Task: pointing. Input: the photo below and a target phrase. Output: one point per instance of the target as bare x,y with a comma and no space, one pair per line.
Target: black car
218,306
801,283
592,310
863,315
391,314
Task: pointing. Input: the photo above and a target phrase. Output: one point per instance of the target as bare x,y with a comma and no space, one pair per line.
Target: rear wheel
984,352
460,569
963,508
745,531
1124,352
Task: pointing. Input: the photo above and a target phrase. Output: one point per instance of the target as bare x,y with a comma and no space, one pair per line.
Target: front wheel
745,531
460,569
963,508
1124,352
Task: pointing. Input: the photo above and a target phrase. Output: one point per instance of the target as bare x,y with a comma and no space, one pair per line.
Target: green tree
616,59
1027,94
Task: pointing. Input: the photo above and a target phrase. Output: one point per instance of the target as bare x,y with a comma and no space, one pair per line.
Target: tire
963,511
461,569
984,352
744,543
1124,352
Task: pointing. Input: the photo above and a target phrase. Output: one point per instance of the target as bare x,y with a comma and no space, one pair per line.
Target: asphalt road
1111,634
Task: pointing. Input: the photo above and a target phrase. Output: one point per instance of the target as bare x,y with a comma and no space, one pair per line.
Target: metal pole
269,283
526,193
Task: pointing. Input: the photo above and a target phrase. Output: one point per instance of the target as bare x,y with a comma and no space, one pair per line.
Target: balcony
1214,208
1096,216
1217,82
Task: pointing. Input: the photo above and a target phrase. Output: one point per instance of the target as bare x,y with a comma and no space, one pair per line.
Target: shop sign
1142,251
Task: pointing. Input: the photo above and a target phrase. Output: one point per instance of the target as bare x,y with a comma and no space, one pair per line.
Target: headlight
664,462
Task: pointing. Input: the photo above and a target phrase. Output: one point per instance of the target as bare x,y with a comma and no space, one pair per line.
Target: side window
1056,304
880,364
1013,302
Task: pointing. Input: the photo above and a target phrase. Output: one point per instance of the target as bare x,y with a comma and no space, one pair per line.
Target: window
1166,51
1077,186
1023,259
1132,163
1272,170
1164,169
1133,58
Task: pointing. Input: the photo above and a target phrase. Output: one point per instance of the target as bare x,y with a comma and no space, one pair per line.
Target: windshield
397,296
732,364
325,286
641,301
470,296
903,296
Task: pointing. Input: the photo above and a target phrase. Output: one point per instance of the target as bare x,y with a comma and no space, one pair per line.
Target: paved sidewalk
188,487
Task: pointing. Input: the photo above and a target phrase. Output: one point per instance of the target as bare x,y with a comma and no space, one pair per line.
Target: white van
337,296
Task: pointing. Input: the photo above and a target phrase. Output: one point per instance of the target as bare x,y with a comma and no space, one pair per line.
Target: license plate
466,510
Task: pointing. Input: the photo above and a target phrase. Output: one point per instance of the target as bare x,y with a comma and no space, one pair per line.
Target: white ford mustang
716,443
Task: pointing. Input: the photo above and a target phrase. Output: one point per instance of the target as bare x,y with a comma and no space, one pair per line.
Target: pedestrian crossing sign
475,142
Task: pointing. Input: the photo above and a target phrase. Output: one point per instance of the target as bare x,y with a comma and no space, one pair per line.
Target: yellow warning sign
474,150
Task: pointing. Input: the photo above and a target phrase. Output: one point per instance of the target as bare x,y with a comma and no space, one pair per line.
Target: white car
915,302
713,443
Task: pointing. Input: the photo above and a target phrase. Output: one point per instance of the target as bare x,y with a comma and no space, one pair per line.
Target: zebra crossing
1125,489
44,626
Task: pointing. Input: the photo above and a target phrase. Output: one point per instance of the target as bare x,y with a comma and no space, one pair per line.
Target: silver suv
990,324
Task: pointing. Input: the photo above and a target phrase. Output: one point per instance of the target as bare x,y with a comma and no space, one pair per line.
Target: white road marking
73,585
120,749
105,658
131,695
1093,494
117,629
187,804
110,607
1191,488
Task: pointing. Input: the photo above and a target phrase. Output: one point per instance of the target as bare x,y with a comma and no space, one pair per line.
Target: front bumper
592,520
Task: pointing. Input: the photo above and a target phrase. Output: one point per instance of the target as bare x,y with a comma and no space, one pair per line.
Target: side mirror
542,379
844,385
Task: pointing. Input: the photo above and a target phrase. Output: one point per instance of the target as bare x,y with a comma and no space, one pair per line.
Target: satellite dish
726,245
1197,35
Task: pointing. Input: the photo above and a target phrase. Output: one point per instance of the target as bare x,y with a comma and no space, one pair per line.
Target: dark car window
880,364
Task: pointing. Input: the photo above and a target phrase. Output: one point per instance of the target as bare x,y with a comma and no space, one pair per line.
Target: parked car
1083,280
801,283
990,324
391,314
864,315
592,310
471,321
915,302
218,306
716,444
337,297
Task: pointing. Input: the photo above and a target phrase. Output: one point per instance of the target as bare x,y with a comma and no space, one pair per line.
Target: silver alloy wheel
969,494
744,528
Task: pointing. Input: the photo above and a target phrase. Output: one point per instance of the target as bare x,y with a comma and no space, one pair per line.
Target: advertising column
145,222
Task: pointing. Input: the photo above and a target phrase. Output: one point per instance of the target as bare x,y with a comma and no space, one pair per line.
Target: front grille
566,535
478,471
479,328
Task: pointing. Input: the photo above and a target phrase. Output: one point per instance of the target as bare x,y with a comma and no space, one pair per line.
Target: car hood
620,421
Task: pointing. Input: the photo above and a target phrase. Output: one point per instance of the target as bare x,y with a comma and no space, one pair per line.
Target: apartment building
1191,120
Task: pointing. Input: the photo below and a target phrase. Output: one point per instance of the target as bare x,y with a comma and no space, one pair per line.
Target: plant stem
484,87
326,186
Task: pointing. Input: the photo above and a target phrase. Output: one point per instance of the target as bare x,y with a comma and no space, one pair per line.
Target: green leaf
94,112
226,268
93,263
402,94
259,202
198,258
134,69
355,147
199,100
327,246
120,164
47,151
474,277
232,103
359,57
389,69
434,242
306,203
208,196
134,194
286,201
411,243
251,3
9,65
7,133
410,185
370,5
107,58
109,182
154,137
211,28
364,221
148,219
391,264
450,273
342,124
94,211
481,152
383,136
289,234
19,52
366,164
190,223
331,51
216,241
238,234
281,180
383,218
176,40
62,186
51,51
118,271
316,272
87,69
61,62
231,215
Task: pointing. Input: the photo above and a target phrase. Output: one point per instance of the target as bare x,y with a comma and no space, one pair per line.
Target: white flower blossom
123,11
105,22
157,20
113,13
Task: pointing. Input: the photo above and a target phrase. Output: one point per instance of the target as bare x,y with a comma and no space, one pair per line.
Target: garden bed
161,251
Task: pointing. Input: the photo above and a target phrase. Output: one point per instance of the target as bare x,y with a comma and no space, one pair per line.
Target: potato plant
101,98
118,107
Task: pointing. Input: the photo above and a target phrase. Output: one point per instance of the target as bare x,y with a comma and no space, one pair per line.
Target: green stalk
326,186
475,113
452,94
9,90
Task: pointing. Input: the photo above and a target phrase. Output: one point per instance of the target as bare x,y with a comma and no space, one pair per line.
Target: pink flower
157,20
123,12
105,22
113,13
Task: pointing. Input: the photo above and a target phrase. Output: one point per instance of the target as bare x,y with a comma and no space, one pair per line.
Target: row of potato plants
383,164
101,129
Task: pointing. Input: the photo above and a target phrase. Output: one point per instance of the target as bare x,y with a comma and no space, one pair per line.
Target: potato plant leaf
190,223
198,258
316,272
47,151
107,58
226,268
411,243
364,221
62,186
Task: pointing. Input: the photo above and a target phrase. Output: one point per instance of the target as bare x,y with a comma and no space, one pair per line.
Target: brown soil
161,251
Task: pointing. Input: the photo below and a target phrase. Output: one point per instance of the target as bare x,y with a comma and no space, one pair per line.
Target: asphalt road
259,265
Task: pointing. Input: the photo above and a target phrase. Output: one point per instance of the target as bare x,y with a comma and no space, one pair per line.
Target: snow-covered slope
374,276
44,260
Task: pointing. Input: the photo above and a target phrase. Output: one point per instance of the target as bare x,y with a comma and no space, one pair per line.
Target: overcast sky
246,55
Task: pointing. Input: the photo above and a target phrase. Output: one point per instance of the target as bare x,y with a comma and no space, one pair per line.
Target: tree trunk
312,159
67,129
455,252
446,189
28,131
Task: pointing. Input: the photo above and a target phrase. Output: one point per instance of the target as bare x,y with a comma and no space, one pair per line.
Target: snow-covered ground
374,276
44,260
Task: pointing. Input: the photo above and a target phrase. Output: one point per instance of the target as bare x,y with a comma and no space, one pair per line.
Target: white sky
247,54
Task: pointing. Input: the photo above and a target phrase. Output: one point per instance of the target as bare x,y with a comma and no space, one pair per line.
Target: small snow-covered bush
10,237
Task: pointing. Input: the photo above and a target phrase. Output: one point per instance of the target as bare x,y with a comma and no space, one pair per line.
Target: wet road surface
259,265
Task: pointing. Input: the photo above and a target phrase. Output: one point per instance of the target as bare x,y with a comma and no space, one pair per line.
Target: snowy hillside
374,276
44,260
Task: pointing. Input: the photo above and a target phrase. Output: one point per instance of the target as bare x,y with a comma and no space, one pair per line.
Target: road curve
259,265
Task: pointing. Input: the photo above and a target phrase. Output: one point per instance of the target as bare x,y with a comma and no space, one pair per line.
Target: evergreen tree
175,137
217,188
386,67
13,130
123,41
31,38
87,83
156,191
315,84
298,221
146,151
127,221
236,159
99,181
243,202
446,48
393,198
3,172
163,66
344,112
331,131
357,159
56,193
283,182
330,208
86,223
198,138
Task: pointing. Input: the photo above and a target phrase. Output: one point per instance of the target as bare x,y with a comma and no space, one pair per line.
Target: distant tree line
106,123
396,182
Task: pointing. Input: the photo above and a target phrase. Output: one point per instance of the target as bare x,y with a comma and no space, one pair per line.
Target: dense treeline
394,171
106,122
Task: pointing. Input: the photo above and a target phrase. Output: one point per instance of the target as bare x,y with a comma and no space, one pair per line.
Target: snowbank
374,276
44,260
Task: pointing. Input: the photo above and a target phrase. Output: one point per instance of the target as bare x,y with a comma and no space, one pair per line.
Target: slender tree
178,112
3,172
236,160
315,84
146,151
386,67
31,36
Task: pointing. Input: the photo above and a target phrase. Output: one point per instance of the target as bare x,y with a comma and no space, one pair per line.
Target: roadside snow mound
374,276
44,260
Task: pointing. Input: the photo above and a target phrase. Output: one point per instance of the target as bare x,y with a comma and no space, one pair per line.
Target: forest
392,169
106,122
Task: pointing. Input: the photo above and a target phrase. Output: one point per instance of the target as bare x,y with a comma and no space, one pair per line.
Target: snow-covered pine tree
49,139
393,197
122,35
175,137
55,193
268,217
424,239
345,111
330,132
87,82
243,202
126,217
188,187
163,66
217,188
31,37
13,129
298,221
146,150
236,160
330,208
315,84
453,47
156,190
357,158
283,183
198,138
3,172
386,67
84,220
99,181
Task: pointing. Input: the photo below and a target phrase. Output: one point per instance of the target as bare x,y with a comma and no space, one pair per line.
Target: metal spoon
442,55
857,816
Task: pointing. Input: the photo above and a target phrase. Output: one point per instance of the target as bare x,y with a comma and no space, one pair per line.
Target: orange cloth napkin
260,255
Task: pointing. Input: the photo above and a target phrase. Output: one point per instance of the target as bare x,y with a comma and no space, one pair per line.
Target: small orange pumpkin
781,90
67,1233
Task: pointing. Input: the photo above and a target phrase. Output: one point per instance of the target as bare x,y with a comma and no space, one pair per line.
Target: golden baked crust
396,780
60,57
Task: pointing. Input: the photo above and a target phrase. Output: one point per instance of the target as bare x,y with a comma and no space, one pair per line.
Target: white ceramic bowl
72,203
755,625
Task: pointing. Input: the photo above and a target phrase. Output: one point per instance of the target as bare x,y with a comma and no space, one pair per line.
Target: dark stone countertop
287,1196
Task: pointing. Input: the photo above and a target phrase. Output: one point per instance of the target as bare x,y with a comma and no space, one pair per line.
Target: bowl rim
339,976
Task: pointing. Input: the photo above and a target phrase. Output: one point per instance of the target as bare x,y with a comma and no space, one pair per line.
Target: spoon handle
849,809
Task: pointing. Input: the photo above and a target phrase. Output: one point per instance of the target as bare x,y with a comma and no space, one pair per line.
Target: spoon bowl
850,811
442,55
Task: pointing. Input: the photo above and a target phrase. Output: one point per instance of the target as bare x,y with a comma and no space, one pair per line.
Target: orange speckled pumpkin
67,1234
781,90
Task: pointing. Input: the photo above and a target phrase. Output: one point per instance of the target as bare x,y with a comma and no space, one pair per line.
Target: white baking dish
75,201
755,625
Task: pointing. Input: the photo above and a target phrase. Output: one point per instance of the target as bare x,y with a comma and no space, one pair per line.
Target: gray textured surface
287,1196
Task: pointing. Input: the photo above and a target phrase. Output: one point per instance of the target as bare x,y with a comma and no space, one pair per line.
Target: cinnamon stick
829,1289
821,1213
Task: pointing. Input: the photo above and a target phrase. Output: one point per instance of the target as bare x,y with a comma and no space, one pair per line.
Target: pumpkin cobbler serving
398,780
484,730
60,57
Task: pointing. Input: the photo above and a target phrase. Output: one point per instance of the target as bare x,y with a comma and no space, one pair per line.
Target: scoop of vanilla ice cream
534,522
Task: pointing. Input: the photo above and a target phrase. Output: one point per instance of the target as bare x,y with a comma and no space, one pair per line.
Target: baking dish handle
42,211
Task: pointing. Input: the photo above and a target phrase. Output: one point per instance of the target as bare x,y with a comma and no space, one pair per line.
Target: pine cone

____

#### Given request
State how many lines of the entries above contain the word "crossing". Reply with the number only.

#### Full response
2